* [Aim of the task]: Give the number of lines in the listing that contain the string "over", and nothing else.
::::::
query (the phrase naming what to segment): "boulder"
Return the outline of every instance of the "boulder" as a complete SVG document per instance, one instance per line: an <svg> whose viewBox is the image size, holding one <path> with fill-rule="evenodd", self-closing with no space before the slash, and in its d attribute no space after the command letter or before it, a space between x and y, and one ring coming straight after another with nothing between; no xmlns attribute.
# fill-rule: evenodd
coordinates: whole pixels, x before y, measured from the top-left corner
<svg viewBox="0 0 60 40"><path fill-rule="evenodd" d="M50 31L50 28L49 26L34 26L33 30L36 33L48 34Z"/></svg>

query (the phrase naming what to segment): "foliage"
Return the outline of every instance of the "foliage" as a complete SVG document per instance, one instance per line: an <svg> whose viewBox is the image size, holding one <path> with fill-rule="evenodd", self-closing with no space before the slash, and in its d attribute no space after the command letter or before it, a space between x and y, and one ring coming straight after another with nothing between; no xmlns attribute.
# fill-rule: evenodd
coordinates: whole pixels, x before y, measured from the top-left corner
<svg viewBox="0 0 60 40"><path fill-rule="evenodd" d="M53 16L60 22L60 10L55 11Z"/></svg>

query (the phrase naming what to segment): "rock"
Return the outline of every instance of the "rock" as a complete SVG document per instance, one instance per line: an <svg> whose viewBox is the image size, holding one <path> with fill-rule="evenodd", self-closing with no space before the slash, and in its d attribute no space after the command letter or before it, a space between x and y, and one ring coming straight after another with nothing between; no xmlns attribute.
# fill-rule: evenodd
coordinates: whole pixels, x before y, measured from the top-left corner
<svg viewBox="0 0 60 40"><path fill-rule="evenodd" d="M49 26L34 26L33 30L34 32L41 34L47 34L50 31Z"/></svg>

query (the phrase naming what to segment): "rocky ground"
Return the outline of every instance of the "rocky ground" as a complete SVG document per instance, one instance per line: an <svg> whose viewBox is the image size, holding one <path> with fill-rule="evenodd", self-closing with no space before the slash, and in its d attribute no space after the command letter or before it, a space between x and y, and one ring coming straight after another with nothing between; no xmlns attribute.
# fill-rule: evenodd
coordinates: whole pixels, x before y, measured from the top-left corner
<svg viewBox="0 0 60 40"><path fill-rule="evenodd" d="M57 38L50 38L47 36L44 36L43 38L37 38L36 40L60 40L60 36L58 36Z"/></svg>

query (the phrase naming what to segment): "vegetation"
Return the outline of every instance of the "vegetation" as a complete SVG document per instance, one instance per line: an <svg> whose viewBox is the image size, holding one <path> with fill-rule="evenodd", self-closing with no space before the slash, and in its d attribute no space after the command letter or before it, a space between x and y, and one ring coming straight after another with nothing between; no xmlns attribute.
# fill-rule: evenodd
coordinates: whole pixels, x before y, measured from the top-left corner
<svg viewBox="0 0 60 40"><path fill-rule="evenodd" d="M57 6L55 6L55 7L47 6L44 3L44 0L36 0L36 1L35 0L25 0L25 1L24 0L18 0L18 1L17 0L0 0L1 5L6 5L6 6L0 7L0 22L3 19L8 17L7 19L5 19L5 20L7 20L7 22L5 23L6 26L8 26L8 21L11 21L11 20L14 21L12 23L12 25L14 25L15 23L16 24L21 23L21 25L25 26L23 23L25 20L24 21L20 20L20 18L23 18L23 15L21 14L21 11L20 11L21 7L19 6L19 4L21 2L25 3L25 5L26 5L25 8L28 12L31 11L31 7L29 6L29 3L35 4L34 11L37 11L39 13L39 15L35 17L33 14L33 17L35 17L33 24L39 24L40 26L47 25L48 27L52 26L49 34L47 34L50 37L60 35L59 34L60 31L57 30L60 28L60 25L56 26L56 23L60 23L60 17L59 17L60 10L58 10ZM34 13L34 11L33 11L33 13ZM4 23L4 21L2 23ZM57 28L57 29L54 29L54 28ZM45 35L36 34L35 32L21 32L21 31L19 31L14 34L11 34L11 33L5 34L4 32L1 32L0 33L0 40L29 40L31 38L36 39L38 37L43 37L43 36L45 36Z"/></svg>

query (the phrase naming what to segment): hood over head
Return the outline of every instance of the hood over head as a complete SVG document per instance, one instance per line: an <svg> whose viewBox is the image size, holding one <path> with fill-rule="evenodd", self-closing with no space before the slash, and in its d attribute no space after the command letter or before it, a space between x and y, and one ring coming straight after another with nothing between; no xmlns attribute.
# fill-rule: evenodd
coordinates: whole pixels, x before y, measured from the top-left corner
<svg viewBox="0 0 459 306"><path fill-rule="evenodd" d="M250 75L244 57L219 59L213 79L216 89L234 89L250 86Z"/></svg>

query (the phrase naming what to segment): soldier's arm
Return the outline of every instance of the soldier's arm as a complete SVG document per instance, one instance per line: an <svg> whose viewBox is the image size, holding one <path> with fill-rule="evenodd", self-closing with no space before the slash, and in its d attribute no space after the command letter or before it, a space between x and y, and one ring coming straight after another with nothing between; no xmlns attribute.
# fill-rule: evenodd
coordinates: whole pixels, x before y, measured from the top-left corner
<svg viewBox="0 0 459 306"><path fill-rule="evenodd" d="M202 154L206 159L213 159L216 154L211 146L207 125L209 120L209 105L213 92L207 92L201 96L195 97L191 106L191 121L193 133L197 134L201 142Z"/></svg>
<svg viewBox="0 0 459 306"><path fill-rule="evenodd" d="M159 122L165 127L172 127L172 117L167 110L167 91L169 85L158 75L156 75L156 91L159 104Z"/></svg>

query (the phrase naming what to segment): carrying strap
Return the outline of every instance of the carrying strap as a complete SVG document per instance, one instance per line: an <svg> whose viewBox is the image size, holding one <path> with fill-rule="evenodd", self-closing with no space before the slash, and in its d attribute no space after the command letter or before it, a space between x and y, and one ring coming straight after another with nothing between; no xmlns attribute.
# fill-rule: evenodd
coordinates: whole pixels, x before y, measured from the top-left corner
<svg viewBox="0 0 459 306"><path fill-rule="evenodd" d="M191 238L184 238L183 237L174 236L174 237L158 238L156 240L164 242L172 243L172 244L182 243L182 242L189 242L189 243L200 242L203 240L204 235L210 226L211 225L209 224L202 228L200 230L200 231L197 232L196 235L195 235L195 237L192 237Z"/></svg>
::::::
* [The solution]: 2